:: Lista de tareas ::
1: En el texto sobre la foto del río, ¿con qué leyenda de Bécquer se compara la foto?
2: Devuelve el fragmento del texto sobre la foto del río que va de "Se trata de" a "visto mejor golpe...", ambos incluidos.
3: Continúa el texto sobre la foto del río desde su final.

Son varias las personas que me han comentado que esta foto les inquieta. A mi personalmente me encanta (aunque está mal que yo lo diga) pero es que tenía muchas ganas desde hace tiempo de sacar fotos en el río. Y a veces la que está metida en el ajo es la última en percatarse de ciertos detalles y es incapaz de mirarla con unos nuevos ojos. Una de esas personas me argumentó el por qué y la verdad es que después de mandarme el argumento de la cuestión por correo no tuve mas remedio que admitir cierta similitud.
Se trata de una de las leyendas de Bécquer, "Los ojos verdes" y qué decir que me encantó la comparación, aunque la chica de mi foto no tenga los ojos de ese color, pero en su día cuándo las lei fue de las que más me gustó. En fin, os la dejo aquí por si a alguien le apetece leerla.
-Herido va el ciervo... herido va; no hay duda. Se ve el rastro de la sangre
entre las zarzas del monte, y al saltar uno de esos lentiscos han flaqueado
sus piernas... Nuestro joven señor comienza por donde otros acaban... en cuarenta
años de montero no he visto mejor golpe...

Registros de una colección de datos
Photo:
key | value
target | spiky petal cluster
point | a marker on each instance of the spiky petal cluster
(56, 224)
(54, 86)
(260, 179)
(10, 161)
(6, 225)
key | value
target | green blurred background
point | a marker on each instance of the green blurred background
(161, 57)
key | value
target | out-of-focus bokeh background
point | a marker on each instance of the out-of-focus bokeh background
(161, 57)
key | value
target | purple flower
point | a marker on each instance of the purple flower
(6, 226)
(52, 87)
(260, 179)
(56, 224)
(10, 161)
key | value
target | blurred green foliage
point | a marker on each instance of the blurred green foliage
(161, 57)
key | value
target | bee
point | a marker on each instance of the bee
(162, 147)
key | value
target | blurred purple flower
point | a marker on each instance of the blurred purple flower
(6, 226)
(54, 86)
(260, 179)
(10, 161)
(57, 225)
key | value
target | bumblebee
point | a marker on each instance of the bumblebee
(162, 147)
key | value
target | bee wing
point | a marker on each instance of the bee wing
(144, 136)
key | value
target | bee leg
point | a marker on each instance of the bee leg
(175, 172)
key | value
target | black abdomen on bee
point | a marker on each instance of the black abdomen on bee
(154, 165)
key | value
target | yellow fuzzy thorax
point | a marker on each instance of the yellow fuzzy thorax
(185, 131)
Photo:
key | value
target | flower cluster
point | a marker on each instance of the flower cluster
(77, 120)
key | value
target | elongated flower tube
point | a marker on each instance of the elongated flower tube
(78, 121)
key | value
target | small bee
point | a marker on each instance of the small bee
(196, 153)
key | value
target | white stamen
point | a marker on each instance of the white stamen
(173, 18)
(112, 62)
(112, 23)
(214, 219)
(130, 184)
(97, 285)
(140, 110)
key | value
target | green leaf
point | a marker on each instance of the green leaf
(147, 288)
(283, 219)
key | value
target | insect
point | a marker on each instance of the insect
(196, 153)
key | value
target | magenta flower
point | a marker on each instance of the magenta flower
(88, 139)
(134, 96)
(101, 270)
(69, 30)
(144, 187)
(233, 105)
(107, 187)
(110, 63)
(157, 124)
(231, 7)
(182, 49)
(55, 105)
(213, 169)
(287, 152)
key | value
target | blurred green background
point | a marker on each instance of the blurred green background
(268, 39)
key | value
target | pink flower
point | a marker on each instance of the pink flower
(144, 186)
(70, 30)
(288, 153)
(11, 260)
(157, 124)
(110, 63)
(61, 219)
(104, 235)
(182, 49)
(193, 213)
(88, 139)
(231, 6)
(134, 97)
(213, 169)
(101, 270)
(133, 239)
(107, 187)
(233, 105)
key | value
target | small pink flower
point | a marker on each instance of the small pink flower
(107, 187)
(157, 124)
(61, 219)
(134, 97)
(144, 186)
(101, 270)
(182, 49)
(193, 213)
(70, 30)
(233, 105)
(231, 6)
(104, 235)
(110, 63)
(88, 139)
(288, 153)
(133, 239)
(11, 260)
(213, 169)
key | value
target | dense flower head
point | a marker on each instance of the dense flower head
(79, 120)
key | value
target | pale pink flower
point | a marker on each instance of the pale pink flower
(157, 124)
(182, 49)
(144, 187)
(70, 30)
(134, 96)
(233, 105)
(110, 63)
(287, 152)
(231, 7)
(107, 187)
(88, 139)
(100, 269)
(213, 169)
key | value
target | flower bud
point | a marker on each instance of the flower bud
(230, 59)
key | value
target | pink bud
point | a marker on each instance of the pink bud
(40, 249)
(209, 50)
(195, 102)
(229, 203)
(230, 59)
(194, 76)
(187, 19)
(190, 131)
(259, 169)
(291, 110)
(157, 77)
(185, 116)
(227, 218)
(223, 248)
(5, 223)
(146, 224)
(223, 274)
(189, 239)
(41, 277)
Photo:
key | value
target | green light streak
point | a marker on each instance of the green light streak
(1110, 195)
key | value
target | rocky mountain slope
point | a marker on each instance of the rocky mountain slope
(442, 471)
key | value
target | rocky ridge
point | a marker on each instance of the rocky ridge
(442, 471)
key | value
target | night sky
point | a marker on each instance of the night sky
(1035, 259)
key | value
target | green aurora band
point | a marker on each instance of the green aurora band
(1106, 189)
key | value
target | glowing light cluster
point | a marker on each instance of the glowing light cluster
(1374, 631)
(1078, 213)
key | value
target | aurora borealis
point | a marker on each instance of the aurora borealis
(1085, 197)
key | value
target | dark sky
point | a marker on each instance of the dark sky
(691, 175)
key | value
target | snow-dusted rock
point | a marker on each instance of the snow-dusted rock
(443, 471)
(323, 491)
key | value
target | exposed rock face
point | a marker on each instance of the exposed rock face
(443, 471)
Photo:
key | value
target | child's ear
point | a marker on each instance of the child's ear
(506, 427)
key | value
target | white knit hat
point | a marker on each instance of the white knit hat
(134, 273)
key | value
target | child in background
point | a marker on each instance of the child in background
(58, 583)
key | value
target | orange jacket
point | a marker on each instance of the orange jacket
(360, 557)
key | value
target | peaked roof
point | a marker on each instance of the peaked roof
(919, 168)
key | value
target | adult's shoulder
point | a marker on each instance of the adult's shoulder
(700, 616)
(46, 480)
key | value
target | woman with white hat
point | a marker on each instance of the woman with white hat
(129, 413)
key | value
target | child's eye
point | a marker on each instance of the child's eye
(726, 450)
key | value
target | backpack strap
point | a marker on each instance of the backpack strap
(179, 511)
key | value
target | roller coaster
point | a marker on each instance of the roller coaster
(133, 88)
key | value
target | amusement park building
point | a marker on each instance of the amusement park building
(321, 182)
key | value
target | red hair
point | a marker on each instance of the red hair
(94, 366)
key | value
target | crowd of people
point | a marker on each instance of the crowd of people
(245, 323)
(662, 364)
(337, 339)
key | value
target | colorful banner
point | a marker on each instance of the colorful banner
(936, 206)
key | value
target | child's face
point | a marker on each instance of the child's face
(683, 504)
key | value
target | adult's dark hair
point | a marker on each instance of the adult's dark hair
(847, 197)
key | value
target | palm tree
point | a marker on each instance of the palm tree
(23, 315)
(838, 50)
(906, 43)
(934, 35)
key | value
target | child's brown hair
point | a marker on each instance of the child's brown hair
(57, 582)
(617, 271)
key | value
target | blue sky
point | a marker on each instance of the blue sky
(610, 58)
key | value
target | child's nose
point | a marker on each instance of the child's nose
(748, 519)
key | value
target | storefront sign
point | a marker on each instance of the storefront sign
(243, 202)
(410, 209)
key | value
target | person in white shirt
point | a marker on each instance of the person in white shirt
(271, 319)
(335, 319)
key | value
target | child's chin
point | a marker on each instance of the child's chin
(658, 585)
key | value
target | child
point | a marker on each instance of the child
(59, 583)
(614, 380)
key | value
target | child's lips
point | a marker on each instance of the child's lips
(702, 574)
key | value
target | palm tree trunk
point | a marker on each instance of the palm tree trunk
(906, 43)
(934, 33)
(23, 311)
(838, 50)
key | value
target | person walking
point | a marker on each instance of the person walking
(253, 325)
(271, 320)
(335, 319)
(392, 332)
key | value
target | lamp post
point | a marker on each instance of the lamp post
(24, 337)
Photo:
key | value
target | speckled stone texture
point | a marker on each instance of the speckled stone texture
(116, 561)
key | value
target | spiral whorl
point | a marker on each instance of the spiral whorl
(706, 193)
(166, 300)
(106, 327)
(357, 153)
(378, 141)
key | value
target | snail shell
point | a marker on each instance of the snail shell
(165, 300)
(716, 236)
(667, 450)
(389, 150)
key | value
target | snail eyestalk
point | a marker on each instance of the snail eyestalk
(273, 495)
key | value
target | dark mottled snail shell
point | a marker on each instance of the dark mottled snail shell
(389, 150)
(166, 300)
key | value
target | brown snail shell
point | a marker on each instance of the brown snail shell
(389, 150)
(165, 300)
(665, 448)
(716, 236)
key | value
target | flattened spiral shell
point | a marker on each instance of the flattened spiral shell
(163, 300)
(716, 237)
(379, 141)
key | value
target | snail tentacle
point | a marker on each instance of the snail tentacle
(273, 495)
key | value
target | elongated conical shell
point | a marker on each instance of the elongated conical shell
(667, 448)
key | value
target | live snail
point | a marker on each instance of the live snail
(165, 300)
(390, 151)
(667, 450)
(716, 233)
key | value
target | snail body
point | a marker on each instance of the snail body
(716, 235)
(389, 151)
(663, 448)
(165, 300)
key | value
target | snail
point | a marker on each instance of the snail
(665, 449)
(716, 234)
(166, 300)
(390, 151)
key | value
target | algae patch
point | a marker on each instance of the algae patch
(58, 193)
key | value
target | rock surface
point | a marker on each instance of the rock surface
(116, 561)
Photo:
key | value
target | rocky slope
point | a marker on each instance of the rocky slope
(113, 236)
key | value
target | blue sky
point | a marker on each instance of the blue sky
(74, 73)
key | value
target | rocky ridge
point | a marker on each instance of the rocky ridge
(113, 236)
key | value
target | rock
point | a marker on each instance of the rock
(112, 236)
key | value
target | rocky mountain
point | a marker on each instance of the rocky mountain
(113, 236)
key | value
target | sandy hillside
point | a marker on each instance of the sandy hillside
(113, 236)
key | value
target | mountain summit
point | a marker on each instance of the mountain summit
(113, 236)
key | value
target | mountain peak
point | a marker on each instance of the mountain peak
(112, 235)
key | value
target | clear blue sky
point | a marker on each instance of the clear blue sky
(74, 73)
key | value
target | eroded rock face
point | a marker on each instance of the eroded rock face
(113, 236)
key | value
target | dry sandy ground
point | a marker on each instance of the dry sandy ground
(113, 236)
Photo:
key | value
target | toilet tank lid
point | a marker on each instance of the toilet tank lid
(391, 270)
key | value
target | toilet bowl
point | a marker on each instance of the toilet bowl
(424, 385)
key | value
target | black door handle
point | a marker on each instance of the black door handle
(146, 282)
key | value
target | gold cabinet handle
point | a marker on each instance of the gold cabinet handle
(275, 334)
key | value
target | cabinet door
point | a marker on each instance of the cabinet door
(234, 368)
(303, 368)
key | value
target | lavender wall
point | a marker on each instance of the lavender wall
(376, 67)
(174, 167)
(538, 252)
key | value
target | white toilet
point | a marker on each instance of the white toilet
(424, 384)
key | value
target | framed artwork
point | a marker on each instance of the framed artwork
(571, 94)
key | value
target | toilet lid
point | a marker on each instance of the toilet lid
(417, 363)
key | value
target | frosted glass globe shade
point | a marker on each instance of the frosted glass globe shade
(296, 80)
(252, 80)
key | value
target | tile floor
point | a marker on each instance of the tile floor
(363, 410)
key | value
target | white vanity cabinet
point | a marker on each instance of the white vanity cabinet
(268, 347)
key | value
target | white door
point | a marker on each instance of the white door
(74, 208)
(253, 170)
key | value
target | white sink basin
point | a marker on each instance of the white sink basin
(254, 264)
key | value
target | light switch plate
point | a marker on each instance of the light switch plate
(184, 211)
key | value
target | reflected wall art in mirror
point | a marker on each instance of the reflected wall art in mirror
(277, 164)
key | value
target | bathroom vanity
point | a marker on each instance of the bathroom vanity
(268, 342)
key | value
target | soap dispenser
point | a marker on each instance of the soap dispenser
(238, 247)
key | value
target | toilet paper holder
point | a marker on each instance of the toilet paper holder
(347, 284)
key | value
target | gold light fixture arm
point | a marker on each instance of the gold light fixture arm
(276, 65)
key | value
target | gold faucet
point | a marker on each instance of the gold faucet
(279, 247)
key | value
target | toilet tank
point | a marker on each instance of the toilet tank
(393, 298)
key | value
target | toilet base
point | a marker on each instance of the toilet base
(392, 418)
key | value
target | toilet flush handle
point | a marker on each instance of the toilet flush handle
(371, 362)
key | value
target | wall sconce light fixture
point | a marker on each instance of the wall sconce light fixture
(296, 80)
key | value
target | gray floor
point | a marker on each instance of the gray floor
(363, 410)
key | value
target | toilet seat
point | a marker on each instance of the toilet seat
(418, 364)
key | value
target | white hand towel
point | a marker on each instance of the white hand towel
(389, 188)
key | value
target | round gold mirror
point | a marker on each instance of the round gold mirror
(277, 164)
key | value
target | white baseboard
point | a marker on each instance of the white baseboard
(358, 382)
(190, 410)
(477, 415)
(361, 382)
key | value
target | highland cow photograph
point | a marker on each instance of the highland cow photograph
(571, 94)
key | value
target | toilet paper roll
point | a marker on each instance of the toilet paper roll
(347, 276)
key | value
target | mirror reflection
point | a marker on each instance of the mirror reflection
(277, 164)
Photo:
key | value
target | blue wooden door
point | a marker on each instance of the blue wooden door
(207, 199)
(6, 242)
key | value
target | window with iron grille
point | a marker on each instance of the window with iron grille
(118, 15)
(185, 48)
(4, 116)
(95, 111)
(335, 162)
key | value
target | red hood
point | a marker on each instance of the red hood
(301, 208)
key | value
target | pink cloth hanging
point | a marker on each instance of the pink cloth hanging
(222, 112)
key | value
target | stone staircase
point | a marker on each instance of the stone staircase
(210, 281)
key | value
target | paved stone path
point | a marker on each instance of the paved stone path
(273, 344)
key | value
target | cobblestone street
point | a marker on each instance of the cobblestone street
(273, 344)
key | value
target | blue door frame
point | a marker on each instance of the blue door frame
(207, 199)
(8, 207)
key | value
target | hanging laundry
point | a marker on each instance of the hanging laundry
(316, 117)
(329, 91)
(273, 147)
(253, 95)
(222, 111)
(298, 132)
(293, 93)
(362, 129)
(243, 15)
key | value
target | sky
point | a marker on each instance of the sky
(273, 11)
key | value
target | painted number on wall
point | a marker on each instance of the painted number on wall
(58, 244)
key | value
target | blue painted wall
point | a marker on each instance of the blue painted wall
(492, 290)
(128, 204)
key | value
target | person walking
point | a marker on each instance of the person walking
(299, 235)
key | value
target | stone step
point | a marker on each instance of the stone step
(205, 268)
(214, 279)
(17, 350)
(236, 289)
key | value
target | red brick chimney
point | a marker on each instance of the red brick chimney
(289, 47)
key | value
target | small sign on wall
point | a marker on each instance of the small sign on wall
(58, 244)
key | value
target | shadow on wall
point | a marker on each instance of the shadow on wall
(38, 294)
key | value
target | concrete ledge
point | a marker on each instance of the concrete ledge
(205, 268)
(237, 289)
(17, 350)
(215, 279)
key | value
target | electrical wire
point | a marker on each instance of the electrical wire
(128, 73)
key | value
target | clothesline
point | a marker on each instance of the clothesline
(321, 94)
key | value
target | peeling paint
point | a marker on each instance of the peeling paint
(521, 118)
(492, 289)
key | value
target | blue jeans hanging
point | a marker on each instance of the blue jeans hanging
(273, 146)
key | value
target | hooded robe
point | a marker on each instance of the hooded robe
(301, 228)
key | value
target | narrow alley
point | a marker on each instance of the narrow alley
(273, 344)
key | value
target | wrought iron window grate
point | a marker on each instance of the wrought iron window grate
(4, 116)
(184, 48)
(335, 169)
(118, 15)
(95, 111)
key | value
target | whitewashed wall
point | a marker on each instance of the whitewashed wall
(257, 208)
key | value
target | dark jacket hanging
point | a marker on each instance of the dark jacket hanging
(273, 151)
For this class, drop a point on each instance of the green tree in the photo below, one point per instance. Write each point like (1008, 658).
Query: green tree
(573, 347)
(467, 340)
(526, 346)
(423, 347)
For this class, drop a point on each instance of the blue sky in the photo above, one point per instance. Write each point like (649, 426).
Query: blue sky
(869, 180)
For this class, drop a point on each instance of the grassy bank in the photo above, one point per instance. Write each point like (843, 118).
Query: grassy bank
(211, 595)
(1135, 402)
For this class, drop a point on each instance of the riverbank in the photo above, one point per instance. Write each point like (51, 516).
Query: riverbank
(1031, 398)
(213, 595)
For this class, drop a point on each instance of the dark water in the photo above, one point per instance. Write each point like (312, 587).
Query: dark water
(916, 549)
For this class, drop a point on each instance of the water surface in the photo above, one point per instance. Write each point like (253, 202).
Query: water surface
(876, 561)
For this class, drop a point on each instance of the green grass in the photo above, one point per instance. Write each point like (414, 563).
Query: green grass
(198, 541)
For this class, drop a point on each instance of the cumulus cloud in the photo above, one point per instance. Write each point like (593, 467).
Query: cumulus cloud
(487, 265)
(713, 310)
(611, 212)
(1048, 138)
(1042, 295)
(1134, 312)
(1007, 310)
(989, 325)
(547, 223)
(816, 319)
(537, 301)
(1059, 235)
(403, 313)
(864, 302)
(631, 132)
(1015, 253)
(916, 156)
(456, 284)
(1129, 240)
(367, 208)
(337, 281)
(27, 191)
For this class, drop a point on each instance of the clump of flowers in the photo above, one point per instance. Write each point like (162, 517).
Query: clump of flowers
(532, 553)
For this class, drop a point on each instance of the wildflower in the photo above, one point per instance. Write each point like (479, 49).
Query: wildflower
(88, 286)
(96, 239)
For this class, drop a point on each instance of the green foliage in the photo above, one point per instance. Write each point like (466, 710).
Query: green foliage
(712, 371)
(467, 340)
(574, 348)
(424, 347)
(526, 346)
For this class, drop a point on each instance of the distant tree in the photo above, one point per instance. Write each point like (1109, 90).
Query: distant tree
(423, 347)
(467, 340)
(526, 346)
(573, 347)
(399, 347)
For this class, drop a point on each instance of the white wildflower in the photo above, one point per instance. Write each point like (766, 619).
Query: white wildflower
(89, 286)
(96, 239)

:: Lista de respuestas ::
1: Con "Los ojos verdes".

2:
Se trata de una de las leyendas de Bécquer, "Los ojos verdes" y qué decir que me encantó la comparación, aunque la chica de mi foto no tenga los ojos de ese color, pero en su día cuándo las lei fue de las que más me gustó. En fin, os la dejo aquí por si a alguien le apetece leerla.
-Herido va el ciervo... herido va; no hay duda. Se ve el rastro de la sangre
entre las zarzas del monte, y al saltar uno de esos lentiscos han flaqueado
sus piernas... Nuestro joven señor comienza por donde otros acaban... en cuarenta
años de montero no he visto mejor golpe...

3:
Pero. ¡por San Saturio, patrón de
Soria!, cortadle el paso por esas carrascas, azuzad los perros, soplad en esas
trompas hasta echar los hígados, y hundidle a los corceles una cuarta de hierro
en los ijares: ¿no veis que se dirige hacia la fuente de los álamos; y si la
salva antes de morir podemos darle por perdido?
Las cuencas del Moncayo repitieron de eco en eco el bramido de las trompas,
el latir de la jauría desencadenada, y las voces de los pajes resonaron con
nueva furia, y el confuso tropel de hombres, caballos y perros se dirigió al
punto que Íñigo, el montero mayor de los marqueses de Almenar, señalara como
el más a propósito para cortarle el paso a la res.
Pero todo fue inútil. Cuando el más ágil de los lebreles llegó a las carrascas
jadeante y cubiertas las fauces de espuma, ya el ciervo rápido como una saeta,
las había salvado de un solo brinco, perdiéndose entre los matorrales de una
trocha que conducía a la fuente.
-¡Alto!... ¡Alto todo el mundo! -gritó Íñígo entonces-; estaba de Dios que había
de marcharse.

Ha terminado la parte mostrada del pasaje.